Passage to read:
# Hi Visa application gone.. Can I track it?



## Janice (Jan 8, 2008)

Hi there,

Seems like ages since I posted on here but I have been soo busy filling in those bloody 47es forms and all the other forms to go with them.
We are a tiny bit closer to our dream, but still need to sell the house, although we have someone to rent it come Jan 09, so we are still going either way.
What I am posting for is to ask if there is any website I can look on to track my visa application, I am sure I have been on a website like this but can't remember, any advice would be appreciated, Cheers. Does anyone know how long the application process is taking at the min? we are going for ENS Permanent residency..
Thanks Janice


----------



## Dolly (Feb 17, 2008)

Hi there Janice,

Good to hear from you and that all is still on track.

Excerpted data:
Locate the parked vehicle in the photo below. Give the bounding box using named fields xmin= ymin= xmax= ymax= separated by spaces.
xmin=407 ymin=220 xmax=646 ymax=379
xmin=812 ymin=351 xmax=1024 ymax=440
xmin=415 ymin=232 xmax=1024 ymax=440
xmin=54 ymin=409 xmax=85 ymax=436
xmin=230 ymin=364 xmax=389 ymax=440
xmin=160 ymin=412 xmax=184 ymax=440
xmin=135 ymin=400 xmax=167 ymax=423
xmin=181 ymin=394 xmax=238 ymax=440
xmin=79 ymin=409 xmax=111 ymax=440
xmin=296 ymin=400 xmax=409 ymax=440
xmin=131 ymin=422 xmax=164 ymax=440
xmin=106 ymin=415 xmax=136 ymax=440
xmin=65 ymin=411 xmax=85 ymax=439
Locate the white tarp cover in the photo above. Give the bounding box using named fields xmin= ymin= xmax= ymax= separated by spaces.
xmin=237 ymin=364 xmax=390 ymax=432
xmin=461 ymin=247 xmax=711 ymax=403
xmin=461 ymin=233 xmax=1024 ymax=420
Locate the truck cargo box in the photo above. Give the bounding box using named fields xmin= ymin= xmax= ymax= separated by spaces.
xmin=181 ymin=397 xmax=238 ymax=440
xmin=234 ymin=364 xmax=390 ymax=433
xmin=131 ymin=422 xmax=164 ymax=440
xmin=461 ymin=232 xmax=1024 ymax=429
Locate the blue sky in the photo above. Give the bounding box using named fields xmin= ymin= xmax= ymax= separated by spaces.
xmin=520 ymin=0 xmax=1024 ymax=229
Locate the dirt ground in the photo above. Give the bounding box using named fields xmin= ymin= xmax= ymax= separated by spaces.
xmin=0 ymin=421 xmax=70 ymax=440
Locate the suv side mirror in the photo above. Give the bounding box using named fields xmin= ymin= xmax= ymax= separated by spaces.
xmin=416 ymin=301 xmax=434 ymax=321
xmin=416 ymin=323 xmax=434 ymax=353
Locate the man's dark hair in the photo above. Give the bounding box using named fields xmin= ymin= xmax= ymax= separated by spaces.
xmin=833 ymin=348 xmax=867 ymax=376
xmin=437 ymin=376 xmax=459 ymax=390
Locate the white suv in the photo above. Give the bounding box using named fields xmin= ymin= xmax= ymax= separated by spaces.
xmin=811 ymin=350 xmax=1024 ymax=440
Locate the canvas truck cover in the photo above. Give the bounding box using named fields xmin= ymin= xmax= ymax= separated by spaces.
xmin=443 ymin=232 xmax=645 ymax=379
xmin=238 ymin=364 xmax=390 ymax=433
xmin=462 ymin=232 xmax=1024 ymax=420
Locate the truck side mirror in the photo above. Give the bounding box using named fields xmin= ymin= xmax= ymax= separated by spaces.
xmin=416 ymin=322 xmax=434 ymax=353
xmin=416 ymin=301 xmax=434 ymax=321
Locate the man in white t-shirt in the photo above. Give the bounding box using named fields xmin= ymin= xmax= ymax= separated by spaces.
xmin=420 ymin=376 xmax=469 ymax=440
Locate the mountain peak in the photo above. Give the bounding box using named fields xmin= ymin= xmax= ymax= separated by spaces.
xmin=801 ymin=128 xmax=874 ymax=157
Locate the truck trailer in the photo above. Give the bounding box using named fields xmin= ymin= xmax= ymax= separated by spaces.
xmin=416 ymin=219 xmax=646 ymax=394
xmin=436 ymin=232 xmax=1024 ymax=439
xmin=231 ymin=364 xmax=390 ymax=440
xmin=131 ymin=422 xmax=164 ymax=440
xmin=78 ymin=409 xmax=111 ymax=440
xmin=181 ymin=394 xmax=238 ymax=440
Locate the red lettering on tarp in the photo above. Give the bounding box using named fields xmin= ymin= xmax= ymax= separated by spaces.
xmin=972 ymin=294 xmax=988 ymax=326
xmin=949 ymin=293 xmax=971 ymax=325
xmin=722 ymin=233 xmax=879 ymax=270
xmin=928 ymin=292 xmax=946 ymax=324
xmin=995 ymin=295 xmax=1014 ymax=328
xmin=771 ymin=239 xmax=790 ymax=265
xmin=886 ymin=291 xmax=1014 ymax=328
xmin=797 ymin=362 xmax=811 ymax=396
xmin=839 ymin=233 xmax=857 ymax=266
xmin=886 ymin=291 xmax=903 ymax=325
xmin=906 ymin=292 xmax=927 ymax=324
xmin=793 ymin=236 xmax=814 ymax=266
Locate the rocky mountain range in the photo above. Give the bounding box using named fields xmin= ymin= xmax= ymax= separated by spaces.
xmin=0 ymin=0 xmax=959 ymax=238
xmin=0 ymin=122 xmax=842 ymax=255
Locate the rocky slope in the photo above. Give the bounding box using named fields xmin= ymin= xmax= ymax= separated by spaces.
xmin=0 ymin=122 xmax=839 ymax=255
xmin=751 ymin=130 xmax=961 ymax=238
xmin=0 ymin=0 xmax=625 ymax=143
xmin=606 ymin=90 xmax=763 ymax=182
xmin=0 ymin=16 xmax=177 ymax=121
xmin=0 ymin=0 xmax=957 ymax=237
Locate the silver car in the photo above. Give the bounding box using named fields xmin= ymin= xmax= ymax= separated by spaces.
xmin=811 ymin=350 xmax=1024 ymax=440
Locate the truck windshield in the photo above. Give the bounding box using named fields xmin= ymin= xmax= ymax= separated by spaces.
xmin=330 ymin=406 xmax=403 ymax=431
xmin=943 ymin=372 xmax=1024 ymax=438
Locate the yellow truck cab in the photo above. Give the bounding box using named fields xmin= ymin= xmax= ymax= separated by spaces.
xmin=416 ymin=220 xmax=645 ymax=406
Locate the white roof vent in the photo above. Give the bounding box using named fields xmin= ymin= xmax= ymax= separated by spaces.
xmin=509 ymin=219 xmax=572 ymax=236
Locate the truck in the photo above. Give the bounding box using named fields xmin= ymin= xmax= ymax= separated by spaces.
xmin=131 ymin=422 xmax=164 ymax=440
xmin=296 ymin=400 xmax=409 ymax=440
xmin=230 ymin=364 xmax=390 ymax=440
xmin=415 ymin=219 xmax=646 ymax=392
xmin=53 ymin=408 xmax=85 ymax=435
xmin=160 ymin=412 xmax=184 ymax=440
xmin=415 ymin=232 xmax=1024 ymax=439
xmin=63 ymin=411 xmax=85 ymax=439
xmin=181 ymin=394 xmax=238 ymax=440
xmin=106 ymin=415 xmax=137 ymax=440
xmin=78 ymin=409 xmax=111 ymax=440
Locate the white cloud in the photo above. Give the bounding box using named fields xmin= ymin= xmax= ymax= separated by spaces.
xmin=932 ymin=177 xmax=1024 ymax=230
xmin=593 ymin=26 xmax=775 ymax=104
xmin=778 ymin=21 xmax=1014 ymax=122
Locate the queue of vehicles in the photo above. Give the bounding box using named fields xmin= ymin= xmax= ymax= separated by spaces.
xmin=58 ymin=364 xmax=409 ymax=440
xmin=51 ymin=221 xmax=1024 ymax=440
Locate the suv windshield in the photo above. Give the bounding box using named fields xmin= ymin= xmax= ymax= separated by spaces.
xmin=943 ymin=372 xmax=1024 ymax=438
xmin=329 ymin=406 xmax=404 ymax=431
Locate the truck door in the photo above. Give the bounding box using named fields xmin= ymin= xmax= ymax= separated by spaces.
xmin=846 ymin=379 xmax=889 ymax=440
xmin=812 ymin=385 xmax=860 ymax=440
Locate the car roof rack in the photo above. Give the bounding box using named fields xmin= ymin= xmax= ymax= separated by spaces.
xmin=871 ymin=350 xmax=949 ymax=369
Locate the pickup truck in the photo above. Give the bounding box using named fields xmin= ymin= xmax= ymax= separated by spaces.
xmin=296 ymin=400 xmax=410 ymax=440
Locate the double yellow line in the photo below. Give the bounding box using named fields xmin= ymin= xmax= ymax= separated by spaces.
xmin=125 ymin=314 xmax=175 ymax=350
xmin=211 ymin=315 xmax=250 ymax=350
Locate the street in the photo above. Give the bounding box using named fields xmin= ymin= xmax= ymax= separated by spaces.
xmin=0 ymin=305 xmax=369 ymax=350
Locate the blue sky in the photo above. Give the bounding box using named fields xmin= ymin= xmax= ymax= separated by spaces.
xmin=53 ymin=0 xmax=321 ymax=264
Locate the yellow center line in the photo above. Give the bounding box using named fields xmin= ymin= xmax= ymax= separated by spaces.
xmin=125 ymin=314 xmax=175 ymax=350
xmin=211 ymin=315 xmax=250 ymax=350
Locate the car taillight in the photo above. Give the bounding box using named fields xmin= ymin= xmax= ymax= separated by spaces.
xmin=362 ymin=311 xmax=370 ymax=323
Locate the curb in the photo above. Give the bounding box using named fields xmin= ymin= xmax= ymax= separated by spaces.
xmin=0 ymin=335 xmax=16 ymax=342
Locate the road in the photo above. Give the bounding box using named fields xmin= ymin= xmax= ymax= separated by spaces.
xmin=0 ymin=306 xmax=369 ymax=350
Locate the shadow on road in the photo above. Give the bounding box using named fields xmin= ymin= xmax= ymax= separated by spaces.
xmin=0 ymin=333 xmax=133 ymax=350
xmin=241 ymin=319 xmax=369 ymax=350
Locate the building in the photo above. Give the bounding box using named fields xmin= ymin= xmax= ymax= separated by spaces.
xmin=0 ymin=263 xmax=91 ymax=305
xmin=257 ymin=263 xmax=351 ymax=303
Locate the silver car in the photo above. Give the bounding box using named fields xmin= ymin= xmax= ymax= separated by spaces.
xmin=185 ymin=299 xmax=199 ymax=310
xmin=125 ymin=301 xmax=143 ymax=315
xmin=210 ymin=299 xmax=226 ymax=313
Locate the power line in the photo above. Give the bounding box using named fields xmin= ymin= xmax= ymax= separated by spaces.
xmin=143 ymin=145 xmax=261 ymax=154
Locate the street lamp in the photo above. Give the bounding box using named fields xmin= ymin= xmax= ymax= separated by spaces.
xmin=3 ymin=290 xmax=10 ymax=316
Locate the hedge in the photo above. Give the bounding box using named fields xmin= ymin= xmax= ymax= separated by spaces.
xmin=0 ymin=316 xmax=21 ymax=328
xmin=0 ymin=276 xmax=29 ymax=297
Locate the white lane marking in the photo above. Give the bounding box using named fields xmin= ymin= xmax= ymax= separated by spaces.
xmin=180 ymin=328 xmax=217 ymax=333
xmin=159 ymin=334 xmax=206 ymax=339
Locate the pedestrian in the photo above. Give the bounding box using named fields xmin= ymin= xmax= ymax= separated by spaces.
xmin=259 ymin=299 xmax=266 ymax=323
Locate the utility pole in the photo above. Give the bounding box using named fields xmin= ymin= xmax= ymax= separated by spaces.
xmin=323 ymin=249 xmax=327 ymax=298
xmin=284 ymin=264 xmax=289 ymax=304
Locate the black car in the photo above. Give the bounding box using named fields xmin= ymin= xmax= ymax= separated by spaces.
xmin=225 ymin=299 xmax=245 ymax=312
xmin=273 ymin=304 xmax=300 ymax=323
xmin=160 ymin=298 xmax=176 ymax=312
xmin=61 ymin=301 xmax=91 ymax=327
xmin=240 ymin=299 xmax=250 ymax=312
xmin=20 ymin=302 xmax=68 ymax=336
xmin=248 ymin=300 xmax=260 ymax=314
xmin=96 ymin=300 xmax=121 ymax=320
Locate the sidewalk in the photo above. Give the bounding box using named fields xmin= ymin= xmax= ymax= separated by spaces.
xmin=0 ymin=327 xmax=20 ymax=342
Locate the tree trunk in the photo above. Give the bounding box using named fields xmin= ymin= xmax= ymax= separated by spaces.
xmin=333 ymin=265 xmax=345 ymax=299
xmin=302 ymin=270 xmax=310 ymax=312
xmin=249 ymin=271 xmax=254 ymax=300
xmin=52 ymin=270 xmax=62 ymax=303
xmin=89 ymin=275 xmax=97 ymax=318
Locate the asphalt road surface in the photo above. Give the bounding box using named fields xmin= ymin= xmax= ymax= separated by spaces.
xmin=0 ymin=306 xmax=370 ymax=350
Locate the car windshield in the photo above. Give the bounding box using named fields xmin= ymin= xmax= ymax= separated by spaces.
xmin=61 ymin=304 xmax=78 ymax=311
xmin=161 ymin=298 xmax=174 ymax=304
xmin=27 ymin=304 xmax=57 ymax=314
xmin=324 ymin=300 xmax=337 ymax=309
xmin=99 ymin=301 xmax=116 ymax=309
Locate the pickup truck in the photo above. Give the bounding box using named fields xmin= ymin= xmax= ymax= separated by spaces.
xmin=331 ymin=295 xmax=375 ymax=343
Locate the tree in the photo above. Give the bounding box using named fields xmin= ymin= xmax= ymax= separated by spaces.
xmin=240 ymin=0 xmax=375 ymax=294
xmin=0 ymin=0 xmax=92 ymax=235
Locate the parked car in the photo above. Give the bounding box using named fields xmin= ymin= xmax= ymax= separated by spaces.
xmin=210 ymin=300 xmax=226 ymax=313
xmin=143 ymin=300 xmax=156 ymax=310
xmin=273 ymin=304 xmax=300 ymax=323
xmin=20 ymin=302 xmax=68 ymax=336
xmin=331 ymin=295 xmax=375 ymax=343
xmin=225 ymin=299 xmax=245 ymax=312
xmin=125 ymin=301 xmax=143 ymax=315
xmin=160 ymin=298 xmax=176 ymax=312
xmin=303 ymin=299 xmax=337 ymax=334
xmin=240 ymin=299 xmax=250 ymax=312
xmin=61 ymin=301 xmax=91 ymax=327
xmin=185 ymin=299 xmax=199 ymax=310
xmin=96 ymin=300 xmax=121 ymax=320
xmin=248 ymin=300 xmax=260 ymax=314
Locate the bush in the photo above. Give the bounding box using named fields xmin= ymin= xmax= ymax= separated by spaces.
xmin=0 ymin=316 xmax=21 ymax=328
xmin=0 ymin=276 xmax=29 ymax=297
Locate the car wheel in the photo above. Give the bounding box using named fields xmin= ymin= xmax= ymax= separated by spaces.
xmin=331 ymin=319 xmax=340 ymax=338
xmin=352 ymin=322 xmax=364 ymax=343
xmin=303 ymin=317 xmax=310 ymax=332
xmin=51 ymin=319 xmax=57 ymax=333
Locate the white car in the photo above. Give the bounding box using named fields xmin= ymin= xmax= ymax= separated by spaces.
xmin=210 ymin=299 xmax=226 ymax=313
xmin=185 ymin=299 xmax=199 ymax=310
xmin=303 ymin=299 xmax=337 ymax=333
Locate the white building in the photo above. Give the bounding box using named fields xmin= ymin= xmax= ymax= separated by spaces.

Required actions:
1. Set down the passage of the visa application thread that begins at the words "We are a tiny" and stops after "ENS Permanent residency..", copying it word for word.
2. Please resume the visa application thread, picking up right after its last sentence.

Response list:
1.
We are a tiny bit closer to our dream, but still need to sell the house, although we have someone to rent it come Jan 09, so we are still going either way.
What I am posting for is to ask if there is any website I can look on to track my visa application, I am sure I have been on a website like this but can't remember, any advice would be appreciated, Cheers. Does anyone know how long the application process is taking at the min? we are going for ENS Permanent residency..

2.
You'll find visa timelines here: timeline

Fingers crossed you'll sell your house soon...I know the whole selling process is an utter nightmare - we ended up moving over before our house was sold. Not ideal!

Dolly


----------



## Janice (Jan 8, 2008)

Thanks Dolly will have a check on that website. We are being sponsered on ENS 121 visa, all the forms are in now but I asked for confirmation that they had recieved theses forms but no response yet, is this common? We haven't had our medicals yet either. Do you know of anyone I can contact to clarify if they have recieved my forms etc? ANy info would be sooo useful.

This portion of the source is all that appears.